### Entries from a point annotation set
* * * *

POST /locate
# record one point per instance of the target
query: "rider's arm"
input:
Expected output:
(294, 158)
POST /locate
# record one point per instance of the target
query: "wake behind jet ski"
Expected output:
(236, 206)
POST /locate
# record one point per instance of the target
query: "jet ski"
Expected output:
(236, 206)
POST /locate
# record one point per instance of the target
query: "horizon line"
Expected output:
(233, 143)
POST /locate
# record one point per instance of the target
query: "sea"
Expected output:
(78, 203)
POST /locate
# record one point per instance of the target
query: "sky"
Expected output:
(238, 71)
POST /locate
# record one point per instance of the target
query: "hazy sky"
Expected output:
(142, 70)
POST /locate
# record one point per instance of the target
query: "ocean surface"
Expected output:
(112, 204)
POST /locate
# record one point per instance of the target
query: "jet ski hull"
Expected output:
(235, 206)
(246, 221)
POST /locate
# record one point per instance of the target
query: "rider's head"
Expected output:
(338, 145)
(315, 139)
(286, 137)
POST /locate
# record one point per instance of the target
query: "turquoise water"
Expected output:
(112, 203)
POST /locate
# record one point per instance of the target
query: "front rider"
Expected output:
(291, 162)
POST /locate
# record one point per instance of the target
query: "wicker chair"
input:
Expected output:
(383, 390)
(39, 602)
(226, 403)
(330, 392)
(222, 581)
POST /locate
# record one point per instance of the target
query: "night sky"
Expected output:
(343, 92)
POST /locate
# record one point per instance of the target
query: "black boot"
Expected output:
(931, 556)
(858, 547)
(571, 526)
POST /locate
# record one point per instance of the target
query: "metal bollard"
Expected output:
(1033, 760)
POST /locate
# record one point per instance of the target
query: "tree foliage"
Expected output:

* * * *

### REQUIREMENTS
Please put every line of the material above into a Markdown table with the columns Row and Line, numbering the rows in order and leaving out blank lines.

### REPLY
| Row | Line |
|---|---|
| 1 | POST /locate |
| 2 | # record one point per instance of the target |
| 3 | query: "rider's arm" |
| 4 | input: |
| 5 | Expected output: |
| 6 | (294, 158) |
| 7 | POST /locate |
| 8 | # record one point per instance of the target |
| 9 | query: "wake behind jet ski" |
| 10 | Expected output: |
| 11 | (236, 206) |
| 12 | POST /locate |
| 13 | # record one point per instance of the target |
| 14 | query: "jet ski" |
| 15 | Expected output: |
| 16 | (236, 206) |
| 17 | POST /locate |
| 18 | # record one point per instance of the target |
| 19 | query: "horizon line" |
| 20 | Expected output: |
| 21 | (233, 143) |
| 22 | POST /locate |
| 23 | # record one point per instance of the target |
| 24 | query: "sea" |
| 25 | Expected output: |
| 26 | (78, 203) |
| 27 | POST /locate |
| 28 | # record one point per instance of the target |
| 29 | query: "sky" |
| 30 | Expected output: |
| 31 | (238, 71) |
| 32 | POST /locate |
| 33 | # record one point per instance of the target |
| 34 | query: "hazy sky" |
| 35 | Expected output: |
| 36 | (142, 70) |
| 37 | POST /locate |
| 38 | # record one point per instance of the target |
| 39 | query: "ocean surface" |
| 40 | Expected output: |
| 41 | (112, 204) |
| 42 | POST /locate |
| 43 | # record one point per instance of the target |
| 44 | query: "jet ski hull" |
| 45 | Expected output: |
| 46 | (235, 206) |
| 47 | (246, 221) |
| 48 | POST /locate |
| 49 | # record one point per instance of the target |
| 50 | query: "rider's head" |
| 51 | Expected output: |
| 52 | (338, 145) |
| 53 | (315, 139) |
| 54 | (286, 137) |
| 55 | POST /locate |
| 56 | # record one point per instance of the target |
| 57 | query: "turquoise water" |
| 58 | Expected output: |
| 59 | (112, 203) |
| 60 | POST /locate |
| 61 | # record one point per instance of the target |
| 62 | query: "front rider" |
| 63 | Expected output: |
| 64 | (291, 162) |
| 65 | POST /locate |
| 66 | # record one point per instance of the target |
| 67 | query: "wicker chair" |
| 68 | input: |
| 69 | Expected output: |
| 70 | (383, 390) |
| 71 | (39, 602) |
| 72 | (226, 403) |
| 73 | (330, 392) |
| 74 | (222, 581) |
| 75 | POST /locate |
| 76 | # record one point per instance of the target |
| 77 | query: "night sky" |
| 78 | Expected output: |
| 79 | (343, 92) |
| 80 | POST /locate |
| 81 | # record one point per instance of the target |
| 82 | query: "black boot" |
| 83 | Expected output: |
| 84 | (931, 556) |
| 85 | (858, 547) |
| 86 | (571, 526) |
| 87 | POST /locate |
| 88 | # record one point per instance of the target |
| 89 | query: "metal bollard" |
| 90 | Expected output: |
| 91 | (1033, 760) |
| 92 | POST /locate |
| 93 | # record one point per instance of the target |
| 94 | query: "tree foliage" |
| 95 | Expected output: |